**CHALLENGE 1**: Count the lines of the listing below that contain the string "roof", treating uppercase and lowercase as different, and reply with the number alone.

**DOCUMENT SECTION**:
━━━━━━
[ruby/date] code remarks, macros and r2.6 support

https://github.com/ruby/date/commit/2682dc79c0

1 files changed, 69 insertions, 25 deletions

diff --git a/ext/date/date_core.c b/ext/date/date_core.c
index e055db9fa6..23fe03c73b 100644
--- a/ext/date/date_core.c
+++ b/ext/date/date_core.c
@@ -7,7 +7,6 @@
 #include "ruby/util.h"
 #include <math.h>
 #include <time.h>
-#include <stdint.h>  /* For uint64_t in Neri-Schneider algorithm */
 #if defined(HAVE_SYS_TIME_H)
 #include <sys/time.h>
 #endif
@@ -453,6 +452,9 @@ do {\
 static int c_valid_civil_p(int, int, int, double,
 			   int *, int *, int *, int *);
 
+/* Check if using pure Gregorian calendar (sg == -Infinity) */
+#define c_gregorian_only_p(sg) (isinf(sg) && (sg) < 0)
+
 /* Forward declarations for Neri-Schneider optimized functions */
 static int c_gregorian_civil_to_jd(int y, int m, int d);
 static void c_gregorian_jd_to_civil(int jd, int *ry, int *rm, int *rd);
@@ -467,7 +469,7 @@ c_find_fdoy(int y, double sg, int *rjd, int *ns)
     int d, rm, rd;
 
     /* Fast path: pure Gregorian calendar */
-    if (isinf(sg) && sg < 0) {
+    if (c_gregorian_only_p(sg)) {
 	*rjd = c_gregorian_fdoy(y);
 	*ns = 1;
 	return 1;
@@ -486,7 +488,7 @@ c_find_ldoy(int y, double sg, int *rjd, int *ns)
━━━━━━
**RECORDS**:
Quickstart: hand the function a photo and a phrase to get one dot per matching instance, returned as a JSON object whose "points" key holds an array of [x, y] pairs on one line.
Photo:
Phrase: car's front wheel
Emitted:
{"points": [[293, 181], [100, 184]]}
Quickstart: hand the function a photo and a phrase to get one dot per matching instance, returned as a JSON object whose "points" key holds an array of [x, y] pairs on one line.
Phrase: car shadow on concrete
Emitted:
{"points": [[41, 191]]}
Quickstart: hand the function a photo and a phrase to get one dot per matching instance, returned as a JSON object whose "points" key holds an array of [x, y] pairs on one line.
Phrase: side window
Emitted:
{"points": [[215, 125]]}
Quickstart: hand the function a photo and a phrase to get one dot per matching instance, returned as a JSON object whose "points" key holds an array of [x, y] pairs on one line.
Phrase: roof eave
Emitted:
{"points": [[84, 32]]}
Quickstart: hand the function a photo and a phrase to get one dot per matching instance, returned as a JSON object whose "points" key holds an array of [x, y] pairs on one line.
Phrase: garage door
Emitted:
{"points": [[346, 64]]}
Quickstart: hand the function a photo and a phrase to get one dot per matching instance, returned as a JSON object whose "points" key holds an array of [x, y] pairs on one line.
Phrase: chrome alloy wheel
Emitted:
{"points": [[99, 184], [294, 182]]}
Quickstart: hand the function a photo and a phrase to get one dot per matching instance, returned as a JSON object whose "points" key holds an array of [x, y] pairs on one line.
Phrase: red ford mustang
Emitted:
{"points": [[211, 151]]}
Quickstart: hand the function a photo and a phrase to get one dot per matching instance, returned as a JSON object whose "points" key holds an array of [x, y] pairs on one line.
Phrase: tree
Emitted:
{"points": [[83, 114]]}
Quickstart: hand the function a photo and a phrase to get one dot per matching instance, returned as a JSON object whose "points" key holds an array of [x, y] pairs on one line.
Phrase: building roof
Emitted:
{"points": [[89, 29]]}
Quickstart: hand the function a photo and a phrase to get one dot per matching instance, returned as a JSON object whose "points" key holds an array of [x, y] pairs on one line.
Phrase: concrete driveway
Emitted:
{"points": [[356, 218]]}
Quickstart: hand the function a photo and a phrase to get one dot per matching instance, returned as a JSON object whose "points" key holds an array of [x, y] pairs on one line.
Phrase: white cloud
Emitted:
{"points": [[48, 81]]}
━━━━━━
**CHALLENGE 2**: How many insertions and deletions does the ruby/date commit page report?

**TASK RESULT 1**: 2

**TASK RESULT 2**: It makes 69 insertions and 25 deletions.